(Records taken from a data source)
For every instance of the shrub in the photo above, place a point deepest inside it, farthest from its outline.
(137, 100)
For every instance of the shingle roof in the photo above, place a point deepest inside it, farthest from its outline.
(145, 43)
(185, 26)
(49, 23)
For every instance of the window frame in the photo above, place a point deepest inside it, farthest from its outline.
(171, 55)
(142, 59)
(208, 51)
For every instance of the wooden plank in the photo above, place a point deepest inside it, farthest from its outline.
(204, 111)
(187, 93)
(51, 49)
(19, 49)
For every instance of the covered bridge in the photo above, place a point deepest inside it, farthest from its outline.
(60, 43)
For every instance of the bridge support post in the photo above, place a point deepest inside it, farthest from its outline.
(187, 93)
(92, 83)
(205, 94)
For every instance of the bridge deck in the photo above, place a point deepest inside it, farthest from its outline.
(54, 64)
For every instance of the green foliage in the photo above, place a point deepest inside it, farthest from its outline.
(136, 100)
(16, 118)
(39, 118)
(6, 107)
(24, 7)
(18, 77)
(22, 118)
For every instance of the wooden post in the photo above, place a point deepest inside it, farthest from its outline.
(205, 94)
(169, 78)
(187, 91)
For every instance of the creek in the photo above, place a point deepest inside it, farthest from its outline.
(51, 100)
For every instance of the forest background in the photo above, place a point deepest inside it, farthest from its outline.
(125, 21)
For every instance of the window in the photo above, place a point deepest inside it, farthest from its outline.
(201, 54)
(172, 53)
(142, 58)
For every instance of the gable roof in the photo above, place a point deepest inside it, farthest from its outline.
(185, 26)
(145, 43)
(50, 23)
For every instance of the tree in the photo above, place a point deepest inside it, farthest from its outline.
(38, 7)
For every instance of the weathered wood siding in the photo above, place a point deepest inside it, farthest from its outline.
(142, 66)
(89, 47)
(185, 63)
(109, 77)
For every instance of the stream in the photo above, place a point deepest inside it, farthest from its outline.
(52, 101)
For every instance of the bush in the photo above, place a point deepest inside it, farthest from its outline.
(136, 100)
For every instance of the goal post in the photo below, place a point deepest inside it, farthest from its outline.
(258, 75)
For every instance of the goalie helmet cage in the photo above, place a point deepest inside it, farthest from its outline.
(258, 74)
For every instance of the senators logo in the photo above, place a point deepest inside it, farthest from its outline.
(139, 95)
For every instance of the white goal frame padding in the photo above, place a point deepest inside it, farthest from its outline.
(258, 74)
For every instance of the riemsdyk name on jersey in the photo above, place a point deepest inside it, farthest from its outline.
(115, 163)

WRITTEN PROBLEM:
Repeat all of the lines above word for word.

RESPONSE TO THE EXERCISE:
For every instance of the shrub in the photo above, place a point deepest inside it, farthest from its outline.
(137, 100)
For every instance of the shingle roof in the photo above, place a point deepest inside it, farthest from its outline.
(145, 43)
(185, 26)
(49, 23)
For every instance of the window frame in the photo above, place a point deepest inside it, farthest from its outline.
(171, 55)
(142, 59)
(208, 51)
For every instance of the wooden plank in the photo above, place a point deepest inside it, farthest from its outline.
(204, 111)
(187, 93)
(51, 49)
(19, 49)
For every instance of the covered bridge in the photo above, place a point deepest inside it, farthest from its outline.
(60, 43)
For every instance of the bridge support post in the photo above, place a point deepest inside it, farthest from its outline.
(187, 93)
(92, 83)
(205, 94)
For every instance of the bridge deck in the photo above, place a point deepest inside it, farthest from its outline.
(54, 64)
For every instance of the green foliage in the photo above, place a point deepest inside it, farthest from its outline.
(136, 100)
(16, 118)
(39, 118)
(6, 107)
(24, 7)
(18, 77)
(22, 118)
For every instance of the wooden post in the photo above, place a point deepest inside it, farthest from its outline.
(205, 94)
(169, 78)
(187, 91)
For every instance of the creek in the photo above, place a point deepest inside it, farthest from its outline.
(51, 100)
For every instance of the forest background in the photo above, place a point deepest inside it, farthest from its outline.
(125, 21)
For every instance of the window in the photo above, place a point deepest inside it, farthest from its outline.
(201, 54)
(172, 53)
(142, 58)
For every instance of the gable roof in the photo above, place a point deepest inside it, farthest from its outline.
(185, 26)
(145, 43)
(50, 23)
For every instance of the tree in the photo above, place a point deepest inside it, farthest from its outline.
(38, 7)
For every instance of the weathered wood siding in the photo above, place a point deepest inside it, farthest from its outline.
(142, 66)
(89, 47)
(185, 63)
(109, 77)
For every instance of the stream in the photo above, place a point deepest inside it, farthest from its outline.
(52, 101)
For every instance of the bush in the photo above, place a point deepest inside it, farthest from its outline.
(136, 100)
For every instance of the goal post in the photo below, place a point deepest inside it, farthest from its outline.
(258, 75)
For every instance of the goalie helmet cage in the photo above, place a point deepest inside it, farthest from its outline.
(258, 74)
For every instance of the senators logo in the photo above, place a point deepest inside it, farthest from its outline.
(139, 95)
For every instance of the white goal frame padding in the photo above, place a point deepest inside it, farthest from its outline.
(258, 74)
For every instance of the riemsdyk name on jersey in the photo above, place a point deepest inside it, farthest from its outline.
(115, 163)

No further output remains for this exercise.